**Exercise brief**
Give back the line where "Expected: for each instance of the bracelet" appears and all the lines after it until the listing ends, unchanged and with nothing else.

━━ Data for this task ━━

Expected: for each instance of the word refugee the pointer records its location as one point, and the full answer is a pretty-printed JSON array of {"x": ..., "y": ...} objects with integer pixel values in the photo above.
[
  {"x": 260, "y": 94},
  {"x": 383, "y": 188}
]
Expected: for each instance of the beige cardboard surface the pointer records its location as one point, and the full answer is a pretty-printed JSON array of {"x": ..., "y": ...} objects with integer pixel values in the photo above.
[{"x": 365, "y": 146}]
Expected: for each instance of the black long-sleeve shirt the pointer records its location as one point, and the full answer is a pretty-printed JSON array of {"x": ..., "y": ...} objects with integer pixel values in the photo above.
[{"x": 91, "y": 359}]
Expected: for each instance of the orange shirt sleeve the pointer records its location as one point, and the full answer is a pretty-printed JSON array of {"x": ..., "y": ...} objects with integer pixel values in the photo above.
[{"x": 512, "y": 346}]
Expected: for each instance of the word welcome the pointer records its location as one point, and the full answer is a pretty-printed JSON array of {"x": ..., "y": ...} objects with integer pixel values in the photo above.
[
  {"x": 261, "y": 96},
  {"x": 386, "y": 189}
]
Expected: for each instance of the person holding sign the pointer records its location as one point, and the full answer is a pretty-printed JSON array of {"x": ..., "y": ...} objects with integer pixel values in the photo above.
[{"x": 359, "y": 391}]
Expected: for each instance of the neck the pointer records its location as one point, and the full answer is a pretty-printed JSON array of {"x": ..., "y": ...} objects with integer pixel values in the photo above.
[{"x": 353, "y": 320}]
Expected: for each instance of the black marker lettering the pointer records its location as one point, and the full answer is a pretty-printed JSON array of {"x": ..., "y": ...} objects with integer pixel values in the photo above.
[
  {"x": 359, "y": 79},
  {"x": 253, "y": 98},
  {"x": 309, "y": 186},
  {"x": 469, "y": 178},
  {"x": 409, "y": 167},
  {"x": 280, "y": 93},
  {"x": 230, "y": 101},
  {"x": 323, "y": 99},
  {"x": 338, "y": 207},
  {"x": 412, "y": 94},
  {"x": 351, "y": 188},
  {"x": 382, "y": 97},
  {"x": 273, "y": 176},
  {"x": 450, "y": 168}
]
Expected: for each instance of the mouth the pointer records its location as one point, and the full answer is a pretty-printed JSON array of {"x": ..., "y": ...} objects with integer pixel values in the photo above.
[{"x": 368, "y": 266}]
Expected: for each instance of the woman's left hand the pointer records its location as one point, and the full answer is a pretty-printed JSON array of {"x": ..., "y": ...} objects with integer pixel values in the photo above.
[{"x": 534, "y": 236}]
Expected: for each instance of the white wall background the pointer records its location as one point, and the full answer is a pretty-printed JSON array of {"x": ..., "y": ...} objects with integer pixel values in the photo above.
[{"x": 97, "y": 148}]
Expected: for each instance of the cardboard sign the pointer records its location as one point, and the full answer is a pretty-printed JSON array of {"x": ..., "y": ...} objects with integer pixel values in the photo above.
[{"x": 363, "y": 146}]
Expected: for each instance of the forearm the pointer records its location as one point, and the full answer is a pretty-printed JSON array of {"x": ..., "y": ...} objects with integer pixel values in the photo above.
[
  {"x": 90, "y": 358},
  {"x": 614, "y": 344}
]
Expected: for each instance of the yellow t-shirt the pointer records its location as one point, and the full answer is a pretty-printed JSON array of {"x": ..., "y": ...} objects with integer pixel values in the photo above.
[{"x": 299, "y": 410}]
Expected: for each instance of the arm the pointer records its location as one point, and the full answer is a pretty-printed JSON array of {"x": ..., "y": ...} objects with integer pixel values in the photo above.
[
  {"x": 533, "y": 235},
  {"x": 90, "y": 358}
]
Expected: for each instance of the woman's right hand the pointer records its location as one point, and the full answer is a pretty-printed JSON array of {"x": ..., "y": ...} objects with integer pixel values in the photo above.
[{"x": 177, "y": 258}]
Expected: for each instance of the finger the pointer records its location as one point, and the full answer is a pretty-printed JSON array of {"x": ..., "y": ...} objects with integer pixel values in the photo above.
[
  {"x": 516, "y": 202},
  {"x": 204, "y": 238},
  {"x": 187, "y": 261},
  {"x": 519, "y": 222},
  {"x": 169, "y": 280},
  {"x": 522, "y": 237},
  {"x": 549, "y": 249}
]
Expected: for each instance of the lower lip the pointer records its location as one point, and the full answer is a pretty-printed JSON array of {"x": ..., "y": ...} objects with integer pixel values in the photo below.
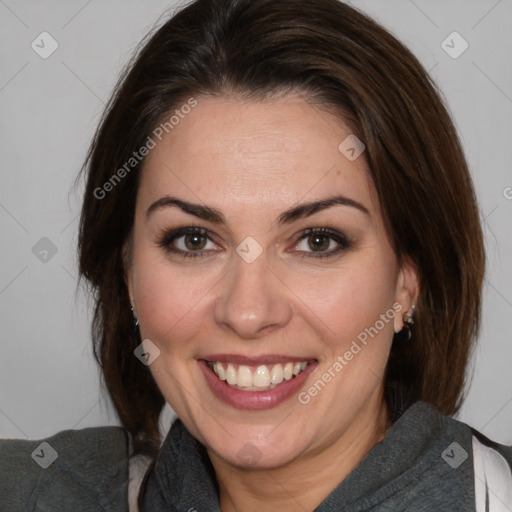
[{"x": 254, "y": 400}]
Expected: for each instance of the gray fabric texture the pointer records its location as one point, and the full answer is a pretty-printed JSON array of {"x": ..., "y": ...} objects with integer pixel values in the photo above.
[
  {"x": 87, "y": 471},
  {"x": 415, "y": 468},
  {"x": 412, "y": 469}
]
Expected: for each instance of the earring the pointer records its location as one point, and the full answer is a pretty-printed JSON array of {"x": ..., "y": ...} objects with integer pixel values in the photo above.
[
  {"x": 406, "y": 333},
  {"x": 135, "y": 321}
]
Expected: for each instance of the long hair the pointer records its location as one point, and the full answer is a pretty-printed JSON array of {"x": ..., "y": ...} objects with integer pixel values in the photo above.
[{"x": 342, "y": 59}]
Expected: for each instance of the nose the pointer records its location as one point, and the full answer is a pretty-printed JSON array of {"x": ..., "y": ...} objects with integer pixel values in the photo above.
[{"x": 253, "y": 300}]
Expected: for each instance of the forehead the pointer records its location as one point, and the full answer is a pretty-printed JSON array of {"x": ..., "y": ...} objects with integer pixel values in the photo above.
[{"x": 230, "y": 152}]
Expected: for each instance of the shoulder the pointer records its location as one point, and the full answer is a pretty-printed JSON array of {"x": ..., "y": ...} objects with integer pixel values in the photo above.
[
  {"x": 83, "y": 469},
  {"x": 493, "y": 473}
]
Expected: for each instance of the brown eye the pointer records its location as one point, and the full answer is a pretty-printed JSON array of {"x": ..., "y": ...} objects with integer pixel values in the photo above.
[
  {"x": 189, "y": 242},
  {"x": 194, "y": 241},
  {"x": 319, "y": 242}
]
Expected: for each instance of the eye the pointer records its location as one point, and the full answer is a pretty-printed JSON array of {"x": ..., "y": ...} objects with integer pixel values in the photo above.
[
  {"x": 321, "y": 243},
  {"x": 189, "y": 242}
]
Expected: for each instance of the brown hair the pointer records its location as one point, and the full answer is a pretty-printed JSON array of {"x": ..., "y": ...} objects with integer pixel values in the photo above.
[{"x": 347, "y": 62}]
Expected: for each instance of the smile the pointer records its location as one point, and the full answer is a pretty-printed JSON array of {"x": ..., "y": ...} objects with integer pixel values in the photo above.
[
  {"x": 255, "y": 384},
  {"x": 256, "y": 378}
]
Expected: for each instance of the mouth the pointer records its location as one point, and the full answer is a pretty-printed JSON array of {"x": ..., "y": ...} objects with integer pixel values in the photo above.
[
  {"x": 256, "y": 384},
  {"x": 256, "y": 378}
]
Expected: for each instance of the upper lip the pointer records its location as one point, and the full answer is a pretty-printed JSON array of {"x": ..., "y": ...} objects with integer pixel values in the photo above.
[{"x": 255, "y": 360}]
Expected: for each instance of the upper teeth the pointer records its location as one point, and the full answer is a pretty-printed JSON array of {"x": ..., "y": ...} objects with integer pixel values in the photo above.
[{"x": 260, "y": 377}]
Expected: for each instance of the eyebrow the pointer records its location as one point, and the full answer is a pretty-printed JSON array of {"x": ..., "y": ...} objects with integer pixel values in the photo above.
[{"x": 213, "y": 215}]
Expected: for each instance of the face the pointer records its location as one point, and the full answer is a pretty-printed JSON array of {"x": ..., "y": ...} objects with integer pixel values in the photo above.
[{"x": 263, "y": 274}]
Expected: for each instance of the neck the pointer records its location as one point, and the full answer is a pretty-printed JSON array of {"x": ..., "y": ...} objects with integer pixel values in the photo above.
[{"x": 304, "y": 483}]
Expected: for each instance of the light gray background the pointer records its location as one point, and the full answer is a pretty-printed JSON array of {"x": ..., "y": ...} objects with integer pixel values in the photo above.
[{"x": 49, "y": 109}]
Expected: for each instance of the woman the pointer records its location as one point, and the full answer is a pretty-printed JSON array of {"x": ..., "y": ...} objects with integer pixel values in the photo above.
[{"x": 283, "y": 240}]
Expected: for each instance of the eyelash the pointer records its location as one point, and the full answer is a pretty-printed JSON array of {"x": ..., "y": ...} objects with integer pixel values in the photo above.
[{"x": 171, "y": 236}]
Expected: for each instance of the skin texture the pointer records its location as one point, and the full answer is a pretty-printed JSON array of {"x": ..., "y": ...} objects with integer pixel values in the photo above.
[{"x": 252, "y": 160}]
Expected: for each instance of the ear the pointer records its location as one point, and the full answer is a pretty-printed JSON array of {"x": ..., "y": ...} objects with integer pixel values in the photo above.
[{"x": 407, "y": 291}]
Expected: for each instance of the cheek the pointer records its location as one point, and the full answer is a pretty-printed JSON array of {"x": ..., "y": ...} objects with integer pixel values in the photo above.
[
  {"x": 350, "y": 302},
  {"x": 171, "y": 304}
]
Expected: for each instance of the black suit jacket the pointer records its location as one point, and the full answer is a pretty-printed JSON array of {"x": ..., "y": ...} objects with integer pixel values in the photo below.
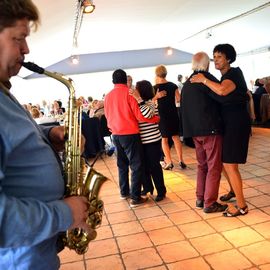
[{"x": 200, "y": 112}]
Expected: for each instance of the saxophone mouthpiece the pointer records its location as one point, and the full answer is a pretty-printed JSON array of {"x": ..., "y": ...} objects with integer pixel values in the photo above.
[{"x": 33, "y": 67}]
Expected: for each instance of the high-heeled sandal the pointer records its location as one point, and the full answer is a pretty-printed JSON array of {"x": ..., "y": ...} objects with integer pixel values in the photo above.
[
  {"x": 168, "y": 166},
  {"x": 182, "y": 165},
  {"x": 227, "y": 196},
  {"x": 240, "y": 212},
  {"x": 144, "y": 192}
]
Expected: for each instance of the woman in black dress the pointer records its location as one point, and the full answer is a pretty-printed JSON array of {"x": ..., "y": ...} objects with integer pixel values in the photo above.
[
  {"x": 236, "y": 119},
  {"x": 169, "y": 120}
]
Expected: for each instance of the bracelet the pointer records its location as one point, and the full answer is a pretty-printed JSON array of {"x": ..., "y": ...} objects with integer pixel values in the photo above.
[{"x": 139, "y": 100}]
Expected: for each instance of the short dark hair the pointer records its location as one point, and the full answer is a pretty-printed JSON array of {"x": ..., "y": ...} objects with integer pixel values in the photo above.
[
  {"x": 145, "y": 89},
  {"x": 228, "y": 50},
  {"x": 257, "y": 83},
  {"x": 13, "y": 10},
  {"x": 119, "y": 76}
]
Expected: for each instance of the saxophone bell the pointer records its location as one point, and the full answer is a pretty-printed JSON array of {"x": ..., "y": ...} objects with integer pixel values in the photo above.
[{"x": 77, "y": 182}]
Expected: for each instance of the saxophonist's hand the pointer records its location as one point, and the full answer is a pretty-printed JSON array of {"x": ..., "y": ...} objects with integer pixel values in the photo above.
[{"x": 79, "y": 208}]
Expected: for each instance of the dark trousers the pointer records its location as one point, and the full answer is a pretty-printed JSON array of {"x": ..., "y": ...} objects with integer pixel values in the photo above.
[
  {"x": 153, "y": 170},
  {"x": 208, "y": 152},
  {"x": 129, "y": 154}
]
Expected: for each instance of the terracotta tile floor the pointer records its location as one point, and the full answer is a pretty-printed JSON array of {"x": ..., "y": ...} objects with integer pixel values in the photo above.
[{"x": 172, "y": 234}]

━━━

**Output below**
Expected: for each instance of the bracelet the pointer records its location as one point, and the full answer is a pretty-printed JSON array of {"x": ..., "y": ...} objects with integer pixel values in the photo above.
[{"x": 139, "y": 100}]
Expected: for each instance of the short dark hair the pointer records its location as one point, and the full answer is a pretty-printed JSON array of {"x": ..., "y": ...} objects with integer pixel values in the photo above.
[
  {"x": 145, "y": 89},
  {"x": 228, "y": 50},
  {"x": 257, "y": 83},
  {"x": 13, "y": 10},
  {"x": 119, "y": 76}
]
Expected: for each instance of the saxophone bell the pointer records its location as one point, and the full answer is a pretty-printed JSON array of {"x": ..., "y": ...} objects with integer pixel values in the photo above.
[{"x": 77, "y": 182}]
Expected: for each instance of the saxophonist's hand the pointer records its location as one point, and the full answer is a pretty-printed JSON array of {"x": ..., "y": ...} objects with integer pixel values in the photo above.
[{"x": 79, "y": 208}]
Expected: for each instance of the dark trousers the pointer records its location as one point, and the full answer is a pretty-printed JSON array of {"x": ..., "y": ...} objects with integer pixel values in the photo above.
[
  {"x": 153, "y": 170},
  {"x": 208, "y": 152},
  {"x": 129, "y": 154}
]
Expected: for each instance of the terracotta tile floor the pointer records its location as one point, and the full answer is a pretty-printed JSON array of {"x": ..., "y": ...} objects with integer pixel values in the photo above.
[{"x": 172, "y": 234}]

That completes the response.